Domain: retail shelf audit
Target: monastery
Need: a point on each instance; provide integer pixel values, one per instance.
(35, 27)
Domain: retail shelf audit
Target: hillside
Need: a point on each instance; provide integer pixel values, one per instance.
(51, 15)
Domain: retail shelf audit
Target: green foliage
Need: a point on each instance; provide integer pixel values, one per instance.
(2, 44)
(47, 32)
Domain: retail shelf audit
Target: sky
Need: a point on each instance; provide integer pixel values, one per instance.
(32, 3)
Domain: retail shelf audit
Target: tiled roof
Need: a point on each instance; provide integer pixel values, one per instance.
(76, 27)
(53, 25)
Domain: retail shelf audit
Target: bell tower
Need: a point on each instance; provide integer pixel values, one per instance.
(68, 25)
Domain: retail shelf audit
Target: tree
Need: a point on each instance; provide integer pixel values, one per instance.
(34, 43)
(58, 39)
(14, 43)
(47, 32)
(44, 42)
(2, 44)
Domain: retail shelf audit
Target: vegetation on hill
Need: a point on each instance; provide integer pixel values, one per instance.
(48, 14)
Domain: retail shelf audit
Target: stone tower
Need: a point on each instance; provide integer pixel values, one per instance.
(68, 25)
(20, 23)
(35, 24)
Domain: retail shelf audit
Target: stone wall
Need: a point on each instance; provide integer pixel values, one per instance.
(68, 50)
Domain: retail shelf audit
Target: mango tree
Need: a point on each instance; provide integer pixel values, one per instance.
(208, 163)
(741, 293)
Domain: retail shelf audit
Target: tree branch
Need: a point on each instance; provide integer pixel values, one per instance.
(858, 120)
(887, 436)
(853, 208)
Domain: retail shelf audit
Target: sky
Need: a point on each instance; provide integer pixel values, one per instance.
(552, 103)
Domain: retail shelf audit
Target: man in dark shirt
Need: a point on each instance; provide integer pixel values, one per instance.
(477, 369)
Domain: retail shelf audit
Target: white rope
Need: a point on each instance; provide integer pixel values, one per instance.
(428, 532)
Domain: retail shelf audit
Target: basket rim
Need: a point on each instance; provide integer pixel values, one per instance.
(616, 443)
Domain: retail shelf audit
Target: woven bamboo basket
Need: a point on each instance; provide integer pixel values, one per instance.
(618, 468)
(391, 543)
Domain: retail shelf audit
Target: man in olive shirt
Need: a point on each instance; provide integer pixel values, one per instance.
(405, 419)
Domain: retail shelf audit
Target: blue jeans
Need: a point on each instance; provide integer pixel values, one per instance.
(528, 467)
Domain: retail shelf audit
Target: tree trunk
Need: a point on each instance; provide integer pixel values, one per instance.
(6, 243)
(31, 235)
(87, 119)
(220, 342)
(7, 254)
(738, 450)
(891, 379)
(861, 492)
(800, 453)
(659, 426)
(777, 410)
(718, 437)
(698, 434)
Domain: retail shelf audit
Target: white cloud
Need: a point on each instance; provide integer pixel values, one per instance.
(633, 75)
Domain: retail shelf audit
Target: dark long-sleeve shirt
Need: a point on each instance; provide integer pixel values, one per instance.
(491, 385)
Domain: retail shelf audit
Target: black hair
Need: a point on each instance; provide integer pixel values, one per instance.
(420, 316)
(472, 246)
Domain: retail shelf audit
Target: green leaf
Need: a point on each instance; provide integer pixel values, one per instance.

● ● ● ● ●

Requirements:
Output the complete data exactly as written.

Answer to this task:
Domain: retail shelf audit
Target: monastery
Need: a point on each instance; provide integer pixel values, one per instance.
(35, 27)
Domain: retail shelf audit
Target: hillside
Need: a point on each instance; provide integer pixel values, one per instance.
(51, 15)
Domain: retail shelf audit
Target: green foliage
Need: a point on each instance; provide integer pixel values, one per instance.
(2, 44)
(47, 32)
Domain: retail shelf audit
Target: sky
Need: a point on each instance; provide integer pixel values, one per instance.
(32, 3)
Domain: retail shelf audit
Target: tiled roof
Need: a point on each instance; provide integer pixel values, one per instance.
(76, 27)
(53, 25)
Domain: retail shelf audit
Target: bell tower
Need: a point on each instance; provide integer pixel values, one per instance.
(68, 25)
Domain: retail shelf audit
Target: tree
Need: a point on each instance; provide integer pixel values, one per instance.
(34, 43)
(58, 39)
(14, 43)
(47, 32)
(44, 42)
(2, 44)
Domain: retail shelf audit
Target: vegetation on hill
Need: a point on each instance; provide integer pixel values, one per instance.
(48, 14)
Domain: retail shelf audit
Target: stone tower
Need: a point on each instance; provide integer pixel values, one per instance.
(68, 25)
(20, 23)
(35, 24)
Domain: retail shelf audit
Target: stone wall
Need: a point on each instance; provide integer pixel values, one per instance.
(68, 50)
Domain: retail shelf audit
Target: mango tree
Need: a point on each instance; provide integer pixel values, one per instance.
(208, 163)
(741, 293)
Domain: retail shelf audit
Target: tree branch
Need: a point on each instance; provide integer pixel values, one per instance.
(858, 120)
(887, 436)
(853, 208)
Domain: retail shelf audit
Target: sky
Need: a point on each instance; provide integer pixel values, one per instance.
(552, 103)
Domain: retail shelf audit
Target: man in dark shirt
Need: a point on each instance; provide integer pixel values, one per instance.
(477, 369)
Domain: retail shelf audit
Target: white rope
Need: a point on each instance; provide integer pixel values, one per instance.
(428, 532)
Domain: retail shelf audit
Target: basket rim
Need: a point on each instance; provide integer pixel values, one per instance.
(616, 443)
Domain: retail shelf audit
Target: woven bamboo basket
Need: a point on each instance; provide integer pixel values, one per instance.
(618, 468)
(391, 543)
Domain: retail shelf audit
Target: man in olive shirt
Need: a point on each instance; provide integer pixel values, one per instance.
(405, 419)
Domain: retail shelf audit
Target: blue jeans
Need: a point on each instance; provide integer pixel values, one per instance.
(528, 467)
Domain: retail shelf audit
Target: tree trunk
Need: a point on each instance; provide integer pixel values, one per instance.
(6, 243)
(31, 235)
(87, 119)
(220, 342)
(7, 254)
(738, 450)
(891, 379)
(861, 492)
(800, 453)
(659, 426)
(777, 410)
(718, 437)
(698, 434)
Domain: retail shelf audit
Target: white cloud
Need: a point on each instance; provide integer pixel values, one per instance.
(633, 75)
Domain: retail shelf audit
Target: dark long-sleeve shirt
Need: a point on each instance; provide integer pixel values, one per instance.
(491, 385)
Domain: retail shelf audit
Target: black hair
Need: a point on each instance; provide integer pixel values, one per instance.
(420, 316)
(472, 246)
Domain: retail shelf audit
Target: green leaf
Need: a point on each instance; provide integer pixel values, one per instance.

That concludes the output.